■ **DATASET CONTENT**
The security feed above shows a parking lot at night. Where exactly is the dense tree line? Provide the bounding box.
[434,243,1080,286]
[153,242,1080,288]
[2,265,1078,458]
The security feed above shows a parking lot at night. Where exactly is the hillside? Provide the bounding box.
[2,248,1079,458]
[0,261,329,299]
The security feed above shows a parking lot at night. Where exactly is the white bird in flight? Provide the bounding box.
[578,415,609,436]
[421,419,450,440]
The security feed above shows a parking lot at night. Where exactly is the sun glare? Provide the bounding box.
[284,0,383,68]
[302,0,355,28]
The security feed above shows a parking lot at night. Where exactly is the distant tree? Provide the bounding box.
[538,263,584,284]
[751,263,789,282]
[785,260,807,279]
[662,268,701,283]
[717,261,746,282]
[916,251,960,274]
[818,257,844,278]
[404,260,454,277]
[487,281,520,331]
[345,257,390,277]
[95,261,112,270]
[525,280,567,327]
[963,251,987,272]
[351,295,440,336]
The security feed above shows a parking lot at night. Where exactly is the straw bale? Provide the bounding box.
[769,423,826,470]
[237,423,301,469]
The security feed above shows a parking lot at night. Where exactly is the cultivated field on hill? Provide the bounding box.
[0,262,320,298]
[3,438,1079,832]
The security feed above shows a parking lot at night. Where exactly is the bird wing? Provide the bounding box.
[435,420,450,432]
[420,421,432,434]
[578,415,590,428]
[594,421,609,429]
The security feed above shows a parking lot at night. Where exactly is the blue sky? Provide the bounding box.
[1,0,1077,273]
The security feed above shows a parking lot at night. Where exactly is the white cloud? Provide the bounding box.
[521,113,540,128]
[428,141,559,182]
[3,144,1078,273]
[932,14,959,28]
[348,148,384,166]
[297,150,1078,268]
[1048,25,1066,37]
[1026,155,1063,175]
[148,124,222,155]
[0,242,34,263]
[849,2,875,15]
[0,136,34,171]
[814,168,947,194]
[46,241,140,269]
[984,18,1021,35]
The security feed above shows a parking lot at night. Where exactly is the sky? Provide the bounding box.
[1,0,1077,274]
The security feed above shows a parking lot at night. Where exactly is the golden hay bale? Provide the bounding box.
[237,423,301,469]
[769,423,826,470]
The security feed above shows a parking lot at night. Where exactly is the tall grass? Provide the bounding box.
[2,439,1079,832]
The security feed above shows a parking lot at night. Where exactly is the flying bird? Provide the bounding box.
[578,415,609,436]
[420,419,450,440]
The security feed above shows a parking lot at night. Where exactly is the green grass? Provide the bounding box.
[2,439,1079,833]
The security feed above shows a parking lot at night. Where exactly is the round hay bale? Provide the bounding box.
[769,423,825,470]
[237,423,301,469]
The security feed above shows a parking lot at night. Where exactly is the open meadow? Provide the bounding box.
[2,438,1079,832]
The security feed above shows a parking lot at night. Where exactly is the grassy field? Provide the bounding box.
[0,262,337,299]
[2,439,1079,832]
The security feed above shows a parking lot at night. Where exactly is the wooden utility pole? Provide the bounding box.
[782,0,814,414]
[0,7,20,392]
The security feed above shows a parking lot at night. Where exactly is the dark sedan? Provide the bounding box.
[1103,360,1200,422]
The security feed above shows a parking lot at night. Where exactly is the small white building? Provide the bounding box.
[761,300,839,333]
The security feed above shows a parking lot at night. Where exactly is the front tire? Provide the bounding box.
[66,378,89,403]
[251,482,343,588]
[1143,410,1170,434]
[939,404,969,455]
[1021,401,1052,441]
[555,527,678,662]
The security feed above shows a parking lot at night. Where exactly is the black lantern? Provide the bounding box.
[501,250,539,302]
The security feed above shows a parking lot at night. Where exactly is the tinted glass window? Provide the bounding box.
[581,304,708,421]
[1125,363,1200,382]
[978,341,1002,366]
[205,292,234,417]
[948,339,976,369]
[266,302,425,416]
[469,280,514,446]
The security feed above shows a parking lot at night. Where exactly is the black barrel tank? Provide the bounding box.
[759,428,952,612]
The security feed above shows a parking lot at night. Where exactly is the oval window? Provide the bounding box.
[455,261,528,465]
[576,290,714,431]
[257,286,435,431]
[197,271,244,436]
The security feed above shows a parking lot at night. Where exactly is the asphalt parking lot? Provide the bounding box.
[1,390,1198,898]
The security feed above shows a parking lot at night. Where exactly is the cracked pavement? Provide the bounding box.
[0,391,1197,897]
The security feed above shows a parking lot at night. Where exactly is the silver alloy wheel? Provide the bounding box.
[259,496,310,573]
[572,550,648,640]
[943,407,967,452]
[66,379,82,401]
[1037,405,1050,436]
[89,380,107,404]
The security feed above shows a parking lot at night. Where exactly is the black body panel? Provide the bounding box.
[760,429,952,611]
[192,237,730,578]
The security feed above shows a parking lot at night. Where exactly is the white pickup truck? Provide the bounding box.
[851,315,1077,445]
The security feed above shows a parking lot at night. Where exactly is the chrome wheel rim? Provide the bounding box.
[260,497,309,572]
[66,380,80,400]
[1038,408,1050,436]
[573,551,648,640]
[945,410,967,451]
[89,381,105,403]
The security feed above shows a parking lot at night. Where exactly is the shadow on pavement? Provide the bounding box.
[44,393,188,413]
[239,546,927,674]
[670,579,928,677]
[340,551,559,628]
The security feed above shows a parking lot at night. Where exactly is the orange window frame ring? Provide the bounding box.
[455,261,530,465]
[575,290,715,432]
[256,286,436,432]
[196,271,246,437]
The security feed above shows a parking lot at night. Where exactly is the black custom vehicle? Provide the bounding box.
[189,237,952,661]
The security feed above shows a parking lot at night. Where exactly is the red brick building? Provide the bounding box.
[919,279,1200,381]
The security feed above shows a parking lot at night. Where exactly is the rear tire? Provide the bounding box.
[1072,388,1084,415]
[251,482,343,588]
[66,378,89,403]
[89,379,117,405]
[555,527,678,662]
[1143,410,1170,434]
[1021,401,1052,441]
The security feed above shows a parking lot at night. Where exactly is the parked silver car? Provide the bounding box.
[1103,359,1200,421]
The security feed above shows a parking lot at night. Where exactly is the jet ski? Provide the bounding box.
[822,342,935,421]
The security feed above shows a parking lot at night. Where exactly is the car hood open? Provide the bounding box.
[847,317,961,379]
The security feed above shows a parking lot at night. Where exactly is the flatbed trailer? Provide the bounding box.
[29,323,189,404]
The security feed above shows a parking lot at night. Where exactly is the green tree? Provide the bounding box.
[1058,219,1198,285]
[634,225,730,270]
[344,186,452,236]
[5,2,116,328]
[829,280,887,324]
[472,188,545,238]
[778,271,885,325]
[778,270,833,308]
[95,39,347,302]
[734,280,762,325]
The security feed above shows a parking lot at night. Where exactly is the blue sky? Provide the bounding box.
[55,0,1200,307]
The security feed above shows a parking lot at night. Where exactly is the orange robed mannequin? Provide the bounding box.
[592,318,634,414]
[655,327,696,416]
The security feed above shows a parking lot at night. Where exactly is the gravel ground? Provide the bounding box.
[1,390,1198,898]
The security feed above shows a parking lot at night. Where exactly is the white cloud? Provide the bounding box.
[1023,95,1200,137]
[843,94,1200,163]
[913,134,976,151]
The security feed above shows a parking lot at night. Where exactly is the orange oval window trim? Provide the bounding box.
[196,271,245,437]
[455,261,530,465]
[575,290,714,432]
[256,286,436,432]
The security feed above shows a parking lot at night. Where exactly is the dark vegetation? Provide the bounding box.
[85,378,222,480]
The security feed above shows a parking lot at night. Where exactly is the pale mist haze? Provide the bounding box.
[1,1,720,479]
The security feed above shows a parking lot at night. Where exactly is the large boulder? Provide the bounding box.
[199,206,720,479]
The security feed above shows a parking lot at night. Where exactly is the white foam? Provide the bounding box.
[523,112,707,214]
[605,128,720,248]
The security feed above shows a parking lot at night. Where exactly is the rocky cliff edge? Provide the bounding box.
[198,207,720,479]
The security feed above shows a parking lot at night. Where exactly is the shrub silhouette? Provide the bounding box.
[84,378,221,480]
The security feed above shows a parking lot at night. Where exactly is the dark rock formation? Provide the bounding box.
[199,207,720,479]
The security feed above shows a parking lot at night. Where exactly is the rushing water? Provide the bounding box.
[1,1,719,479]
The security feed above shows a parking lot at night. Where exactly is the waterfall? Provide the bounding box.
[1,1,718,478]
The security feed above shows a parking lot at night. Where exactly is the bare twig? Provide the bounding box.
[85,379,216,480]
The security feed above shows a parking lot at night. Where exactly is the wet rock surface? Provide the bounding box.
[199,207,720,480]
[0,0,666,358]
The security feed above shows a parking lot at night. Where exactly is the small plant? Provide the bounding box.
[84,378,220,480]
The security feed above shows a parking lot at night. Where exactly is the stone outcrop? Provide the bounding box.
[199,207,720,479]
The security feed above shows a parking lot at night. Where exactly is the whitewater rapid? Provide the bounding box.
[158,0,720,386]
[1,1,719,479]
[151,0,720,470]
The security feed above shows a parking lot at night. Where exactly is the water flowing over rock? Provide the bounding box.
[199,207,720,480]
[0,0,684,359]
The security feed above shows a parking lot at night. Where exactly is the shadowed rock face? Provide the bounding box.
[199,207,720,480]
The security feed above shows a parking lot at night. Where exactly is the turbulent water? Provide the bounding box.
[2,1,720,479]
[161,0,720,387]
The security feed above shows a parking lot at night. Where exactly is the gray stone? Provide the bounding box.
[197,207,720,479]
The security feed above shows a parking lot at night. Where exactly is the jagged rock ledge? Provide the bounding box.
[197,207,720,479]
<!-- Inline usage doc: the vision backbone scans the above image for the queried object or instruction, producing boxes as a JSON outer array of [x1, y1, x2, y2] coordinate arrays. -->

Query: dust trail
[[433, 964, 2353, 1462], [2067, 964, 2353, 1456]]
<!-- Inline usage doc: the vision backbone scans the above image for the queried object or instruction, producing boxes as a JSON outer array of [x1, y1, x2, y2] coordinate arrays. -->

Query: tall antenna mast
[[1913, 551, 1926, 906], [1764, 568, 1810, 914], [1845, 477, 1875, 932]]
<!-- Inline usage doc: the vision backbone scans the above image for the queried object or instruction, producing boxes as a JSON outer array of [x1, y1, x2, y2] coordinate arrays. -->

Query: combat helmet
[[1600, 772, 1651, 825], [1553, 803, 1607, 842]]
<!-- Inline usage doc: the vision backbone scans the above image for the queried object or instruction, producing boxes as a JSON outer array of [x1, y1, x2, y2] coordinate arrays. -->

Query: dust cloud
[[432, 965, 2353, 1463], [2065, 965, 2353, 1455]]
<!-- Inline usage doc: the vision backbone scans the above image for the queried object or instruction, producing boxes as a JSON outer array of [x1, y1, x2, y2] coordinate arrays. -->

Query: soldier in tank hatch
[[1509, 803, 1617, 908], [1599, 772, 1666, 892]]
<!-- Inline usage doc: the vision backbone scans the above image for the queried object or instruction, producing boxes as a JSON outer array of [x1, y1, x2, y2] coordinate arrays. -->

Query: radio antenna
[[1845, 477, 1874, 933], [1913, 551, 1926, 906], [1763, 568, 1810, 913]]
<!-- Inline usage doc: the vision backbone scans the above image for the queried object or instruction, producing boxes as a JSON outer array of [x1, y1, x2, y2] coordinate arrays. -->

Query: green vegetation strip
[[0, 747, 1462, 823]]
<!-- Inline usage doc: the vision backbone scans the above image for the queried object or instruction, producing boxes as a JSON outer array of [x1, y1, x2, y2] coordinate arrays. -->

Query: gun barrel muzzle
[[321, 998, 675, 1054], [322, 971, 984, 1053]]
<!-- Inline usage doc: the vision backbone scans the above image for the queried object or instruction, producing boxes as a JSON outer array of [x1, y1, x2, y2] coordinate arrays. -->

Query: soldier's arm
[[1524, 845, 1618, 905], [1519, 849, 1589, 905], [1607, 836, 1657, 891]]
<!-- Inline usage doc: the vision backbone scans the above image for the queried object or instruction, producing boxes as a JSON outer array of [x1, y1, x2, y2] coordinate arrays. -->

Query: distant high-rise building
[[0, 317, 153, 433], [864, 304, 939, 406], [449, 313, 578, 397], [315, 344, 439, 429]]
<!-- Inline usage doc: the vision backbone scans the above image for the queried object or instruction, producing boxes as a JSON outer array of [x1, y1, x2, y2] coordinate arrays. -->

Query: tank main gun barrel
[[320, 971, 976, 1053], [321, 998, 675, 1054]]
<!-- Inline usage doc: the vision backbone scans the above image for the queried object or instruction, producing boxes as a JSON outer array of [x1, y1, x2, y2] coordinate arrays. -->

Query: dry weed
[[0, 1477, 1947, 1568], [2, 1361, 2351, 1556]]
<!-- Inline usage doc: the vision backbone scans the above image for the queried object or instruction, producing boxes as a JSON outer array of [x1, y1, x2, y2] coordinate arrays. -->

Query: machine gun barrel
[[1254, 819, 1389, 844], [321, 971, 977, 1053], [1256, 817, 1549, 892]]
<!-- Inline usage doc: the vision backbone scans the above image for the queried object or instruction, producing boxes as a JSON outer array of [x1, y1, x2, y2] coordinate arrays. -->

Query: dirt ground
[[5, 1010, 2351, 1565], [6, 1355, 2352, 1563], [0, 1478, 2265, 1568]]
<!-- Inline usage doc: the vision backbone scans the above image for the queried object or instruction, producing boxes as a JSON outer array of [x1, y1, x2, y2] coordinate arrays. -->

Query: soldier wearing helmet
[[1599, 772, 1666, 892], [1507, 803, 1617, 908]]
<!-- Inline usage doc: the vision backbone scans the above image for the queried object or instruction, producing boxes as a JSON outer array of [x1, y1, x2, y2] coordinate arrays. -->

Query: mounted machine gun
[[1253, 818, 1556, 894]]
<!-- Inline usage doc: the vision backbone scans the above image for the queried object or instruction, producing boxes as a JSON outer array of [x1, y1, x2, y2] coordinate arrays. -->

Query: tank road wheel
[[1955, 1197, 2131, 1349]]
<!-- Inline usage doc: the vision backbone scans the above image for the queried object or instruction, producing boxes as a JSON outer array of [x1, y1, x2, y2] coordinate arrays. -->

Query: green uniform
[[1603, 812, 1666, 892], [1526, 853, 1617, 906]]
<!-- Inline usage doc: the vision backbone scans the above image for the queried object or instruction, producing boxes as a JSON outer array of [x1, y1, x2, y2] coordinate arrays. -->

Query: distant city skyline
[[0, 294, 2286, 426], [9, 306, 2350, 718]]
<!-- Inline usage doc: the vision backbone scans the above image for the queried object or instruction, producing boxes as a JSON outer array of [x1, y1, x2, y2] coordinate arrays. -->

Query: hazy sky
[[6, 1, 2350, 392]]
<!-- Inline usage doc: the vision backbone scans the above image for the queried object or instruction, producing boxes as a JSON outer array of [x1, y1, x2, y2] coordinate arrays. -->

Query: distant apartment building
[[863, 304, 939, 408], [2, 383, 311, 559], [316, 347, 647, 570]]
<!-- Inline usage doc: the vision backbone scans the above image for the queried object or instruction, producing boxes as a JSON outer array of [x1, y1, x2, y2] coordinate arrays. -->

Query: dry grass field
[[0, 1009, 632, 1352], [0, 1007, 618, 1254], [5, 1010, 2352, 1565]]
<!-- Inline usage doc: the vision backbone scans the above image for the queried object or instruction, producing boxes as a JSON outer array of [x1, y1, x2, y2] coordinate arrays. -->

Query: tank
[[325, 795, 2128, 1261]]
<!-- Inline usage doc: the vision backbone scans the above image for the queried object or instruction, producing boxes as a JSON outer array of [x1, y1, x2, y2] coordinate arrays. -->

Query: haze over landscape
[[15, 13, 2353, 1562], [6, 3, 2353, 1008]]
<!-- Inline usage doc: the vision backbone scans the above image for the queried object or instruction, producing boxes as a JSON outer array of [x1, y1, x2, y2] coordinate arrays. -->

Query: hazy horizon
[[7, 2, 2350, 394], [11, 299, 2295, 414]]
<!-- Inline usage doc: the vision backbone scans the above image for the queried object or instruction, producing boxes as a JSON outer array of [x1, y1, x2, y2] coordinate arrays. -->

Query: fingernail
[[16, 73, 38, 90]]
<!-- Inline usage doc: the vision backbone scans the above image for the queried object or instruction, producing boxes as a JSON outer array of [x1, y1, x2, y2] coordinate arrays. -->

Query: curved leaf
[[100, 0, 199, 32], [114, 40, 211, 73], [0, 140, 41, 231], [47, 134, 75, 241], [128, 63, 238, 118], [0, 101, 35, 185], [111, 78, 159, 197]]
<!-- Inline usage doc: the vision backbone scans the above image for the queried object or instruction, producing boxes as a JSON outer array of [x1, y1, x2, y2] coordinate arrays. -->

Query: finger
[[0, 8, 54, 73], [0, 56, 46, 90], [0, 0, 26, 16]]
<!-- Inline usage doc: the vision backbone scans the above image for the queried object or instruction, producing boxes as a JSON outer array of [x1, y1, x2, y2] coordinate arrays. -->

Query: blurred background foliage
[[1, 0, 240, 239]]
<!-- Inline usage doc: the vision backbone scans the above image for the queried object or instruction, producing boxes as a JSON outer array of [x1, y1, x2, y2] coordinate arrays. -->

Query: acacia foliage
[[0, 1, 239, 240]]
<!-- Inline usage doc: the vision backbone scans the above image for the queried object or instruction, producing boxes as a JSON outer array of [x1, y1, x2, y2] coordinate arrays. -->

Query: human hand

■ **TASK DESCRIPTION**
With the line containing "Query: blurred background foliage" as the first and the last line above as the final one, copy those lines exactly and no others.

■ **TASK OUTPUT**
Query: blurred background foliage
[[1, 0, 240, 239]]
<!-- Inline usage doc: the vision backbone scans the above image for the queried object or instruction, producing boxes as a JSON outer array of [x1, y1, x2, y2] coordinate arrays. -->

Query: acacia foliage
[[0, 1, 239, 240]]
<!-- Inline usage doc: the vision backbone scans the above image for the queried object or instruction, producing boxes as a JSON outer array of [x1, y1, x2, y2] coordinate arrays. -->

Query: human hand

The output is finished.